> Work to do: Copy out every one of the following entries word for word, keeping each line unchanged.

> Entries supplied:

-- begin --

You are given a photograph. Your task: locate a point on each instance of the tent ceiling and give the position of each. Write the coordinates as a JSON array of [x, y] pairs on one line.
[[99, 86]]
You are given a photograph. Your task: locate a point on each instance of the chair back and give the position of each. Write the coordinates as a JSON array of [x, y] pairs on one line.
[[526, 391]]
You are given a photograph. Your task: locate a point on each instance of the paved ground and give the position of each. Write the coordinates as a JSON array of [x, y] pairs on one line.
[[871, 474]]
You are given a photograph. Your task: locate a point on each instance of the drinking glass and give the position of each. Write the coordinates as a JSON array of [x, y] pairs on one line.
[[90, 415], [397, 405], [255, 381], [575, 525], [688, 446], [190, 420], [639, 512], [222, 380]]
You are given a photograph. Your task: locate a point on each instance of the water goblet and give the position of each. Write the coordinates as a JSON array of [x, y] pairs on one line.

-- end --

> Full output:
You are given a photograph. Your task: locate a point on each instance of the tent ceiling and give the position of each. Write the coordinates as a JSON array of [x, y] pairs on one line.
[[99, 86]]
You are given a photograph. Your task: locate a point on each instance of the chair back and give the position of each. Write the coordinates as a JSON array of [x, y] pairs on one line.
[[526, 391]]
You are given a photograph. Your task: locate a point on each instance of the paved ground and give the position of each. Write the coordinates as a JSON array of [x, y] pairs on one line.
[[871, 474]]
You are given a photograph. Your task: locate a point on each instance of the drinking glass and give the position of each. Write the coordinates as a JSON array of [x, y] pairs on one line.
[[90, 415], [397, 405], [255, 381], [575, 525], [688, 446], [190, 420], [639, 512], [222, 380]]
You are given a photograph. Your task: locate a point on each instance of the water goblet and give the position of each. Write the coordinates as a JSON array of [x, y] pairs on one line.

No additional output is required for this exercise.